_INSTRUCTIONS TO FOLLOW_.
Below are the entries; give again exactly the lines from the one mentioning "Every instance of the paving" through the one mentioning "Every instance of the peeling", inclusive.

>>

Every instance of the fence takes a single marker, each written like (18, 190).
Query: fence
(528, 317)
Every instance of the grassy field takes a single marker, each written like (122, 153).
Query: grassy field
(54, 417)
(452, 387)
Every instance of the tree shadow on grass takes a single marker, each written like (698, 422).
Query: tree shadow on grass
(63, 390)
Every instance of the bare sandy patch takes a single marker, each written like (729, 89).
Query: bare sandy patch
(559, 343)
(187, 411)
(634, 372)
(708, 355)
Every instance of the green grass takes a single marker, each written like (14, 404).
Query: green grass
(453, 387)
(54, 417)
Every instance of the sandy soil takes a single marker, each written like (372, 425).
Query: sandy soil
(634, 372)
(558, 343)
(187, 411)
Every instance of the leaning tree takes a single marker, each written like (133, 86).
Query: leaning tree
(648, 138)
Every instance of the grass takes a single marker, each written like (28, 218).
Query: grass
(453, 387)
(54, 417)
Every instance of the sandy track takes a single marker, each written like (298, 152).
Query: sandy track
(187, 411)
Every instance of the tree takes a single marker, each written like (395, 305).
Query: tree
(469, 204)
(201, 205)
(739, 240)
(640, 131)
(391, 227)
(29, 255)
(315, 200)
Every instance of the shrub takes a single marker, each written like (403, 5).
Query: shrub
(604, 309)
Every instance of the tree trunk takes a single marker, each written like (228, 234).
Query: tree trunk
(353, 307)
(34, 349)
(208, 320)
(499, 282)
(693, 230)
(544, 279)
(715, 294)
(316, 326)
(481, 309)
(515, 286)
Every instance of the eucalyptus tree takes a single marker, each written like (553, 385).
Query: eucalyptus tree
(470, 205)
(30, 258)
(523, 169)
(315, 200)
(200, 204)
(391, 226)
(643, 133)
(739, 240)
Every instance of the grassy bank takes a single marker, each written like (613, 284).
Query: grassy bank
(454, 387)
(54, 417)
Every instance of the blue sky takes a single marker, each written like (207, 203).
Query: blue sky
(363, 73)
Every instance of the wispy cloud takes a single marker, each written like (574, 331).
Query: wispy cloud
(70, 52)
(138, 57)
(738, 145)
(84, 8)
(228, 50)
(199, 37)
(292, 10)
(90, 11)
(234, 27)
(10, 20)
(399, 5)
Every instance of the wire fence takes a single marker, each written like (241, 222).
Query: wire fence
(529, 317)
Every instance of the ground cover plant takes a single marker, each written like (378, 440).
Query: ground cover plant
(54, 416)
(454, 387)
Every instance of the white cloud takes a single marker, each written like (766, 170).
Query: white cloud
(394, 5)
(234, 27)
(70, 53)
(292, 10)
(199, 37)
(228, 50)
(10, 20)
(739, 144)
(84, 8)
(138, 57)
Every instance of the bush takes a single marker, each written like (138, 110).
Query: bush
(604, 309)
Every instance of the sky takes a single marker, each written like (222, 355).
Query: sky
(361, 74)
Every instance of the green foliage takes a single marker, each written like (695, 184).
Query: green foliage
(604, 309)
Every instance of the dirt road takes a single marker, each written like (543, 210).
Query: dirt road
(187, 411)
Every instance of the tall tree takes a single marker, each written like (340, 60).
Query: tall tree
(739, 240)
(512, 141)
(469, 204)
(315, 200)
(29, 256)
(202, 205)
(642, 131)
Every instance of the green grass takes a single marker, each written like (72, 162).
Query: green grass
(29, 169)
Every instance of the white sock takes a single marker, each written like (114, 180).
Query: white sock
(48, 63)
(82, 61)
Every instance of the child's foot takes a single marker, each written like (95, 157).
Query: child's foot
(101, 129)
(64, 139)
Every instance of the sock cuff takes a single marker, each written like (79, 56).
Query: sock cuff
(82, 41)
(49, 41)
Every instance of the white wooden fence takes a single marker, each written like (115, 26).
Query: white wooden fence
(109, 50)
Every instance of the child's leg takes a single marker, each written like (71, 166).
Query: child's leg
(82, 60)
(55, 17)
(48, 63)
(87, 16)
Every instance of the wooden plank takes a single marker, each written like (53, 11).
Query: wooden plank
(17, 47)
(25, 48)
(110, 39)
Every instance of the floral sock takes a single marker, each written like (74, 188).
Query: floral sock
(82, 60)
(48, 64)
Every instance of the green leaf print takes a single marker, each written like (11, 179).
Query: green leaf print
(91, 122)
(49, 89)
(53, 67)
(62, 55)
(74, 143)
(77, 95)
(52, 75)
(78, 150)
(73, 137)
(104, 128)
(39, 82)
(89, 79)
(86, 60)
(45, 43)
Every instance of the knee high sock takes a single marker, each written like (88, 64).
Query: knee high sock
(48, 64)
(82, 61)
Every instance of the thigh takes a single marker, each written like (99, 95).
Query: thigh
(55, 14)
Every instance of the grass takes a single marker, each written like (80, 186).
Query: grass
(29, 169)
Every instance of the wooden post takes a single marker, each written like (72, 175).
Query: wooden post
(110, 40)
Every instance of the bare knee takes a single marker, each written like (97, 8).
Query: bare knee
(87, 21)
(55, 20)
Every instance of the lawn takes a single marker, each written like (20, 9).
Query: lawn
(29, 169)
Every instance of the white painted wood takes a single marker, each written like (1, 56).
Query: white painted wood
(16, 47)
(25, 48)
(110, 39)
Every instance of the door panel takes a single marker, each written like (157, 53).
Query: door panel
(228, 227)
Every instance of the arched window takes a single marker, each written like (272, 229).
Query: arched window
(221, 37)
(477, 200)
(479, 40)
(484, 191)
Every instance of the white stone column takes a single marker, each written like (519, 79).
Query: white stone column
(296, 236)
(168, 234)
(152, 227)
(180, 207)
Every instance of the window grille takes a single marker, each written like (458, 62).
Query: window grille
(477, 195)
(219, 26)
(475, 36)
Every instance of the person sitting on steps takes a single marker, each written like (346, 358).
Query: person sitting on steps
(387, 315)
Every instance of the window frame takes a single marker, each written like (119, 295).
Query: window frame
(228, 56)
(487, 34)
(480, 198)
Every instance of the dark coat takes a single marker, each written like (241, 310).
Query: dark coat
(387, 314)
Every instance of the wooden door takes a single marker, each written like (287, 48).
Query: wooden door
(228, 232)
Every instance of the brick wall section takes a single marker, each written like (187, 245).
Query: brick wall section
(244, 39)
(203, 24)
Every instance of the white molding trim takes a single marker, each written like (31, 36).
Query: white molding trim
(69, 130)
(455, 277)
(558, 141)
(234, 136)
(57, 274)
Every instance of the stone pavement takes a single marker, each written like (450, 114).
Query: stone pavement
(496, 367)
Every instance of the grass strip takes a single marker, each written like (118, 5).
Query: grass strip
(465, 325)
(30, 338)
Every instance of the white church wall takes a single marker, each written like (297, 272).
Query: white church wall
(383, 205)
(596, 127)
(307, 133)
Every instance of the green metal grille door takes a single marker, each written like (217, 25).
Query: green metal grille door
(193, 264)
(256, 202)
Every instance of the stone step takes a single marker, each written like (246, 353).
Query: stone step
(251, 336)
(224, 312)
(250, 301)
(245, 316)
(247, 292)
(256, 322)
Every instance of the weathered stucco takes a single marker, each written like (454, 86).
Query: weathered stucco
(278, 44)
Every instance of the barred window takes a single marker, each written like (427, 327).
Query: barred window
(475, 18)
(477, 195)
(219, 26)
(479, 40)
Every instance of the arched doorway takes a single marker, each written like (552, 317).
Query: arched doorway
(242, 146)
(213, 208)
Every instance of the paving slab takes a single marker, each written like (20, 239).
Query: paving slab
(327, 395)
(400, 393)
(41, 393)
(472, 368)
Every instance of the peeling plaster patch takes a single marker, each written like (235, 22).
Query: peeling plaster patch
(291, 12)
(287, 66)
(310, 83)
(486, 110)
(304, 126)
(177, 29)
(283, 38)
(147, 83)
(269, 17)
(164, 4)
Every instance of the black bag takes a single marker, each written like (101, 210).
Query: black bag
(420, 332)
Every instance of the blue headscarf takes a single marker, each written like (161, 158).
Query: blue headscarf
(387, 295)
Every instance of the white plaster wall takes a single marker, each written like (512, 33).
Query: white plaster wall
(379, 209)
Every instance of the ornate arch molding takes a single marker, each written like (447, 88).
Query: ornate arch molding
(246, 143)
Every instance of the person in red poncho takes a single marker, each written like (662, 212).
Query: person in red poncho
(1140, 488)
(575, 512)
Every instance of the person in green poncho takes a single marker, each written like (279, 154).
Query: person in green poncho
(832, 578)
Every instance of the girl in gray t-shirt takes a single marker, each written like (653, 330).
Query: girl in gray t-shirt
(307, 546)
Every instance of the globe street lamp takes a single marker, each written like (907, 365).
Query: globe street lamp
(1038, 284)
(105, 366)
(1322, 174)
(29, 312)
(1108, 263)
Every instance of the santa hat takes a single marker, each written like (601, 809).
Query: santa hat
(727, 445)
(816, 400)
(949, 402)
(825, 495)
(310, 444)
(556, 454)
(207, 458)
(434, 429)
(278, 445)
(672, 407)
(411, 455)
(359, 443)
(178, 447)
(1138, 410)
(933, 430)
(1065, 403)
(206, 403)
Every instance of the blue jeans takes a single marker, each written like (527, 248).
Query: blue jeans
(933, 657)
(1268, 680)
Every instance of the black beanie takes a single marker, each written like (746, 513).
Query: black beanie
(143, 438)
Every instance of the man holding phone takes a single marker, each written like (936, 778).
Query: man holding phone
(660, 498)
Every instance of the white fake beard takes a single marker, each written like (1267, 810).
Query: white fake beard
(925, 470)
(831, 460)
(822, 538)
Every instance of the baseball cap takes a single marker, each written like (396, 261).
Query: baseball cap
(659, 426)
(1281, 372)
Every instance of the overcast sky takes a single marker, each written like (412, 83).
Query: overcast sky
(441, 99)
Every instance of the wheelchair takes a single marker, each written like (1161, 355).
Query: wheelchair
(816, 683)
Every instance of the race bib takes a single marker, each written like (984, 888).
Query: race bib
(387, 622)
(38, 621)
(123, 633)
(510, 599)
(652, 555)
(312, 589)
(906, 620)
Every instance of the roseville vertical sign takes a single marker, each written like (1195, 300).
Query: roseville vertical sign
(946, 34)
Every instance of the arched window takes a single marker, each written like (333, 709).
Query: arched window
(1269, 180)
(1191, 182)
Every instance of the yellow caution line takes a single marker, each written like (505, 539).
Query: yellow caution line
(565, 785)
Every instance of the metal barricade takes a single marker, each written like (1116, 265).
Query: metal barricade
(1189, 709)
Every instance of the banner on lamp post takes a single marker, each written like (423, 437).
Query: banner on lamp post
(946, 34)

<<

_WRITTEN REPLY_.
Every instance of the paving slab takes a single marker, each written like (20, 239).
Query: paving slab
(327, 395)
(400, 393)
(41, 393)
(472, 368)
Every instance of the peeling plaster patch takes a single marker, each written like (235, 22).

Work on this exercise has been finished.